■ **Solicitud escrita**:
Organiza todas las líneas de las entradas en una lista numerada y omite las líneas en blanco.
# # #
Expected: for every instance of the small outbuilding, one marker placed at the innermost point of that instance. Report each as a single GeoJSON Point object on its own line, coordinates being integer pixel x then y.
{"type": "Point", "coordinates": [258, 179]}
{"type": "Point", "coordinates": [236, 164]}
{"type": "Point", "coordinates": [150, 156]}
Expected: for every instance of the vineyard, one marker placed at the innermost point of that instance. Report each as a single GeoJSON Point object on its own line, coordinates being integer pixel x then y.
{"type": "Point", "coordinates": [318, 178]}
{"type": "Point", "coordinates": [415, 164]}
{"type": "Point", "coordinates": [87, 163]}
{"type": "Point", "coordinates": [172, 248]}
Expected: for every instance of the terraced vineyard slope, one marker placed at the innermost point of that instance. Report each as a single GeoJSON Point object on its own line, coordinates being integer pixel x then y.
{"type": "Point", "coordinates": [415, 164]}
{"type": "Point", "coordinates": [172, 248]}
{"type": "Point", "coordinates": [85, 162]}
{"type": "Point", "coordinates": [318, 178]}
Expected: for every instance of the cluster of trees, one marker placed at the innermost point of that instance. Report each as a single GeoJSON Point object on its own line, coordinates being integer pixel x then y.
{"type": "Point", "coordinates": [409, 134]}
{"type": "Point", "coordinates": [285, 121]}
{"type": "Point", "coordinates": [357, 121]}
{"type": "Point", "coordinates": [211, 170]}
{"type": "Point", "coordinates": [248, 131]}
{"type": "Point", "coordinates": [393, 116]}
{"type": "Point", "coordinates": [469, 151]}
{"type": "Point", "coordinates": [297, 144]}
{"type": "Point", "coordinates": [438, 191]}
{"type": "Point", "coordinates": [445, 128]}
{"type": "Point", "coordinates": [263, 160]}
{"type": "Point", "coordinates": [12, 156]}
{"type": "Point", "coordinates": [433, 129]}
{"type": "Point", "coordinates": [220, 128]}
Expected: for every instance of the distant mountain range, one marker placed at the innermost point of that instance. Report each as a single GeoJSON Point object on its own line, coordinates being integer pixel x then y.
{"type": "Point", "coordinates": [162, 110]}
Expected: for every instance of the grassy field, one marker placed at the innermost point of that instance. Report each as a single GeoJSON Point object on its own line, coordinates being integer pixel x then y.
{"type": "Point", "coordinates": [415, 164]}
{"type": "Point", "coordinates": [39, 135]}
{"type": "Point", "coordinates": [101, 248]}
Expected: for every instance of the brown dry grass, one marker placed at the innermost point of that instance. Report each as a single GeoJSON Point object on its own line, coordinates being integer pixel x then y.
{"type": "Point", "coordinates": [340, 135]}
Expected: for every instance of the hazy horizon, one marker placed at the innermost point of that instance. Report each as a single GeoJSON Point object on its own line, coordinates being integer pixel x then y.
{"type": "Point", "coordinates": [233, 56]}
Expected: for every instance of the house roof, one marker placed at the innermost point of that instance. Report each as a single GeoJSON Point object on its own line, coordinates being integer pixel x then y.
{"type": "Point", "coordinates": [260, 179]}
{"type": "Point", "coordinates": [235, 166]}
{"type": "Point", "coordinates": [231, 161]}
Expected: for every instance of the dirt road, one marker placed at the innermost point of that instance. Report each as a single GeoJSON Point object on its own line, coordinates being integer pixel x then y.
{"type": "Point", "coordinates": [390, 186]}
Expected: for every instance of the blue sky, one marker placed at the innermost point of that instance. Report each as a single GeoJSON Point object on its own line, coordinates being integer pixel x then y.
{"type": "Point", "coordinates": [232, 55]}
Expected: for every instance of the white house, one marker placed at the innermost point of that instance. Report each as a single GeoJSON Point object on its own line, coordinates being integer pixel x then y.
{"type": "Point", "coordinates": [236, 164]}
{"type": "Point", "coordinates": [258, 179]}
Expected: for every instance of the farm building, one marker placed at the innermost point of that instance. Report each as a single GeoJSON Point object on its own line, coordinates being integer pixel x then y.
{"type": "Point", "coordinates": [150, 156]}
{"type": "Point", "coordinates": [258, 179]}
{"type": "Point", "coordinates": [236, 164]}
# # #
■ **Respuesta desarrollada**:
1. Expected: for every instance of the small outbuilding, one marker placed at the innermost point of that instance. Report each as a single GeoJSON Point object on its own line, coordinates being integer pixel x then y.
2. {"type": "Point", "coordinates": [258, 179]}
3. {"type": "Point", "coordinates": [236, 164]}
4. {"type": "Point", "coordinates": [150, 156]}
5. Expected: for every instance of the vineyard, one marker placed at the innermost point of that instance. Report each as a single GeoJSON Point object on its own line, coordinates being integer pixel x then y.
6. {"type": "Point", "coordinates": [318, 178]}
7. {"type": "Point", "coordinates": [415, 164]}
8. {"type": "Point", "coordinates": [87, 163]}
9. {"type": "Point", "coordinates": [172, 248]}
10. Expected: for every instance of the terraced vineyard slope, one marker placed at the innermost point of that instance. Report each as a single GeoJSON Point object on its own line, coordinates being integer pixel x then y.
11. {"type": "Point", "coordinates": [415, 164]}
12. {"type": "Point", "coordinates": [172, 248]}
13. {"type": "Point", "coordinates": [85, 162]}
14. {"type": "Point", "coordinates": [318, 178]}
15. Expected: for every instance of the cluster of trees, one marker placed at the innermost point of that instance. Report each as a single GeoJSON Point object on its own line, coordinates being integer pixel x then y.
16. {"type": "Point", "coordinates": [409, 134]}
17. {"type": "Point", "coordinates": [285, 121]}
18. {"type": "Point", "coordinates": [357, 121]}
19. {"type": "Point", "coordinates": [211, 170]}
20. {"type": "Point", "coordinates": [248, 131]}
21. {"type": "Point", "coordinates": [393, 116]}
22. {"type": "Point", "coordinates": [469, 151]}
23. {"type": "Point", "coordinates": [297, 144]}
24. {"type": "Point", "coordinates": [438, 191]}
25. {"type": "Point", "coordinates": [445, 128]}
26. {"type": "Point", "coordinates": [263, 160]}
27. {"type": "Point", "coordinates": [12, 156]}
28. {"type": "Point", "coordinates": [433, 129]}
29. {"type": "Point", "coordinates": [220, 128]}
30. Expected: for every instance of the distant mountain range, one marker placed at the innermost point of that instance. Report each as a single GeoJSON Point object on its own line, coordinates being integer pixel x then y.
31. {"type": "Point", "coordinates": [162, 110]}
32. Expected: for every instance of the grassy field, one marker placed at the innermost point of that instance. Report each as a single GeoJSON Point object on its own line, coordinates being integer pixel x then y.
33. {"type": "Point", "coordinates": [415, 164]}
34. {"type": "Point", "coordinates": [39, 135]}
35. {"type": "Point", "coordinates": [101, 248]}
36. Expected: for every instance of the brown dry grass, one marker placed at the innermost point of that instance. Report each as a single GeoJSON Point object on its own line, coordinates being integer pixel x then y.
37. {"type": "Point", "coordinates": [340, 135]}
38. Expected: for every instance of the hazy horizon, one marker placed at the innermost point of that instance. Report each as a single GeoJSON Point object on its own line, coordinates being integer pixel x then y.
39. {"type": "Point", "coordinates": [233, 56]}
40. Expected: for every instance of the house roof, one marker placed at the innermost point of that instance. Report each as a single GeoJSON Point object on its own line, coordinates being integer pixel x then y.
41. {"type": "Point", "coordinates": [260, 179]}
42. {"type": "Point", "coordinates": [235, 166]}
43. {"type": "Point", "coordinates": [231, 161]}
44. Expected: for every instance of the dirt road, one marker placed at the innermost point of that instance. Report each as a single GeoJSON Point object on its own line, coordinates being integer pixel x then y.
45. {"type": "Point", "coordinates": [390, 186]}
46. Expected: for every instance of the blue sky, one marker placed at the innermost point of that instance. Report each as a single GeoJSON Point object on its own line, coordinates being integer pixel x then y.
47. {"type": "Point", "coordinates": [232, 55]}
48. Expected: for every instance of the white house, one marker placed at the innermost point of that instance. Report each as a single GeoJSON Point object on its own line, coordinates being integer pixel x then y.
49. {"type": "Point", "coordinates": [236, 164]}
50. {"type": "Point", "coordinates": [258, 179]}
51. Expected: for every instance of the farm building, one marker placed at the innermost point of that instance. Report each as a single GeoJSON Point object on its own line, coordinates being integer pixel x then y.
52. {"type": "Point", "coordinates": [150, 156]}
53. {"type": "Point", "coordinates": [258, 179]}
54. {"type": "Point", "coordinates": [236, 164]}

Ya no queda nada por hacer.